* **YOUR OBJECTIVE**: Edit the records from the line with "Target: pale tree trunk" through the end of the records, changing "Target" to "Object" and leaving everything else the same.

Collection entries
_ _ _ _

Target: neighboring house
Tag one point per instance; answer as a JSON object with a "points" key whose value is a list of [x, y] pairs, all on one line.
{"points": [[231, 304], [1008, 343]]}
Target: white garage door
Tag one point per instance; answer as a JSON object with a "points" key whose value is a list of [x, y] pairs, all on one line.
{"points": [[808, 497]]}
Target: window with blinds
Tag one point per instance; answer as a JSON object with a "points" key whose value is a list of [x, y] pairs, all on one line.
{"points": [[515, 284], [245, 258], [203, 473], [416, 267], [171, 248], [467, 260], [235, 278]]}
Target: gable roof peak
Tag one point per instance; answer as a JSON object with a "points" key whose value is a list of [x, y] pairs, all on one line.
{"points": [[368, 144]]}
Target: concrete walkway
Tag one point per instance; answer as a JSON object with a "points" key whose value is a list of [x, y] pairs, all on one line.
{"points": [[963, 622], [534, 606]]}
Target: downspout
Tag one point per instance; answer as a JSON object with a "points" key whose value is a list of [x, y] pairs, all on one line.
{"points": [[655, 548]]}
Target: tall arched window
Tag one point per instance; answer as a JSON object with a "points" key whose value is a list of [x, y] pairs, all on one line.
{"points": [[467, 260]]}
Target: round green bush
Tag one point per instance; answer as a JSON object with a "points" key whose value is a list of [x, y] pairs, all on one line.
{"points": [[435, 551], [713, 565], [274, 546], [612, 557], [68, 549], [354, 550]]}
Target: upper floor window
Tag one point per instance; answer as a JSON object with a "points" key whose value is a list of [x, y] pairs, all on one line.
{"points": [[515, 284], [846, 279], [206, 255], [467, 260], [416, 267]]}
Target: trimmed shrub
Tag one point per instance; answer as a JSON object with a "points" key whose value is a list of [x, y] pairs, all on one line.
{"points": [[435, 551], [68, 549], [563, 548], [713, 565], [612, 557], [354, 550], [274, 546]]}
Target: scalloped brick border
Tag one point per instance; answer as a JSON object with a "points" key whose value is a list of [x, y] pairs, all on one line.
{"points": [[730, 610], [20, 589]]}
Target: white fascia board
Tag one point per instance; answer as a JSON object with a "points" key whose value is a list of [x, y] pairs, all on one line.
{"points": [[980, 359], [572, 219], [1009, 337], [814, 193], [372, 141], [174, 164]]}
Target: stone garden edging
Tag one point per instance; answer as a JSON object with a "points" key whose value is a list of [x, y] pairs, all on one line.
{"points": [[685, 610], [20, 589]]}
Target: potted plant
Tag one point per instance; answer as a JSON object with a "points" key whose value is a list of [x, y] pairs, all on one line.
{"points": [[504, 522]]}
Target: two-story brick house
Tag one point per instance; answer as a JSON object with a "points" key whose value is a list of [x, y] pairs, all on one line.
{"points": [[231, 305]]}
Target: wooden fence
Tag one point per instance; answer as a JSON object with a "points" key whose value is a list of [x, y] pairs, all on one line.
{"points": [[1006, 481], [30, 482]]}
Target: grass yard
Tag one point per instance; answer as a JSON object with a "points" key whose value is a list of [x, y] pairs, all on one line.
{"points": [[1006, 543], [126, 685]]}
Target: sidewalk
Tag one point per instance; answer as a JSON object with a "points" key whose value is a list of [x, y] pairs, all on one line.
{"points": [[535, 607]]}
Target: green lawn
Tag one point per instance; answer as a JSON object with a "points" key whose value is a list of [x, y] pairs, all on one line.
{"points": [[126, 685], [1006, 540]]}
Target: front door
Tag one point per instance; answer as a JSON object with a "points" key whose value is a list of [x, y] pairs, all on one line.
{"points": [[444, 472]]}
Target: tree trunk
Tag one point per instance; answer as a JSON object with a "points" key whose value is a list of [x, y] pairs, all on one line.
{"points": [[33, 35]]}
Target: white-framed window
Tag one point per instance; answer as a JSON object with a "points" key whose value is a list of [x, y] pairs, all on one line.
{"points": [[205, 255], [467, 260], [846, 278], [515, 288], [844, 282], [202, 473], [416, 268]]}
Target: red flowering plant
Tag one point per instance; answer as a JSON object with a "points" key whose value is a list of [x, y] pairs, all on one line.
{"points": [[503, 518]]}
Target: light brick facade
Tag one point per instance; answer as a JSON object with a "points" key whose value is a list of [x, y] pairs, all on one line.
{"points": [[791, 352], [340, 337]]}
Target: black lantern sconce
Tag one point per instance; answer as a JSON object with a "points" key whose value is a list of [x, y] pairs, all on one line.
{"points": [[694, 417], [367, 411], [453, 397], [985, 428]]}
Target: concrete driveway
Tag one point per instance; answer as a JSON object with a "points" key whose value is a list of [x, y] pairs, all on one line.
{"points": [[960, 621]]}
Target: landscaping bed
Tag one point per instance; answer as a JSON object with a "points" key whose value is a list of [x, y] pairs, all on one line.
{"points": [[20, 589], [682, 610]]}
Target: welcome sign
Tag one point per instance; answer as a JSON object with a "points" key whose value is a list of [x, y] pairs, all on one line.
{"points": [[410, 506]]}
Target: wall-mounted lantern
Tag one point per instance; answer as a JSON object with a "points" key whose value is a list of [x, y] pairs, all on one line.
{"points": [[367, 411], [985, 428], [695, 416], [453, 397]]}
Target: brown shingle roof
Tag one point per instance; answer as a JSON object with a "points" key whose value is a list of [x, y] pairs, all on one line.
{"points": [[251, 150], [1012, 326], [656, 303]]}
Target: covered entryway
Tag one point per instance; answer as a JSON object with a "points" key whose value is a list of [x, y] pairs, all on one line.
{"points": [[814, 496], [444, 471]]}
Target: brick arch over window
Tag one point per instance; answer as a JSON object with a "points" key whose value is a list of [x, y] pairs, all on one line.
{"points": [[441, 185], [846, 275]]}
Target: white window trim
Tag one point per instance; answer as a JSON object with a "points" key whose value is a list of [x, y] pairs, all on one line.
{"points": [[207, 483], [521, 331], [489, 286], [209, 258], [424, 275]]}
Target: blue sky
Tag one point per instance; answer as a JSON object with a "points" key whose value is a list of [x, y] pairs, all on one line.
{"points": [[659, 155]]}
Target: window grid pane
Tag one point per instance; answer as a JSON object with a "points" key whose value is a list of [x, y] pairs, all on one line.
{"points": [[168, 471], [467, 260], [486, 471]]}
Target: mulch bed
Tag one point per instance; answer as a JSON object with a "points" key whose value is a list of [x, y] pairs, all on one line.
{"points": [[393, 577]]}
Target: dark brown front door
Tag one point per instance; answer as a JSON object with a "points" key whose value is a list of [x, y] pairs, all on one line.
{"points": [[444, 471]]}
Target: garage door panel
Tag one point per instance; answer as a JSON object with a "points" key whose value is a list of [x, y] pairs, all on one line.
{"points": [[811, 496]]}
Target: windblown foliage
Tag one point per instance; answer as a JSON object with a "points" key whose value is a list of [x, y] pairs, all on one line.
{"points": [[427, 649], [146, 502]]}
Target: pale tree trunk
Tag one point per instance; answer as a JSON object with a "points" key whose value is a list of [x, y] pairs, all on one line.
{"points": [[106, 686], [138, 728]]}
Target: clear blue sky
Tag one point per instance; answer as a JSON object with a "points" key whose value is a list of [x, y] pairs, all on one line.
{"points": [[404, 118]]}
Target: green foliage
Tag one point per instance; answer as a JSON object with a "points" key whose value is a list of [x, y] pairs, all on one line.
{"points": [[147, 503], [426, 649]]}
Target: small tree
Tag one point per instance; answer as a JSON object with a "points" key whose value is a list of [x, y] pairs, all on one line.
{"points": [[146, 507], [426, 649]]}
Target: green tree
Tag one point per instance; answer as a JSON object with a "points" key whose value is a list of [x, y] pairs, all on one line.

_ _ _ _

* **FINISHED ANSWER**:
Object: pale tree trunk
Tag one point per instance; answer as a JSON object with a "points" key whose value is a list of [x, y] pairs, all on one line.
{"points": [[106, 686], [138, 728]]}
Object: clear blue sky
Tag one point per instance; answer as a JSON object with a "points" key whose value is a list of [x, y] pairs, all on one line.
{"points": [[404, 118]]}
Object: green foliage
Tag one point per instance; answer as a JSON object with a "points" key whose value is a list of [x, y] pairs, all on one line.
{"points": [[147, 503], [426, 649]]}
Object: small tree
Tag one point per instance; answer as a JSON object with a "points" key whose value is a list of [x, y] pairs, all on one line.
{"points": [[146, 507], [426, 649]]}
Object: green tree
Tag one point per instance; answer as a JSON object with a "points" key whose value is a list of [x, y] pairs, all on one line.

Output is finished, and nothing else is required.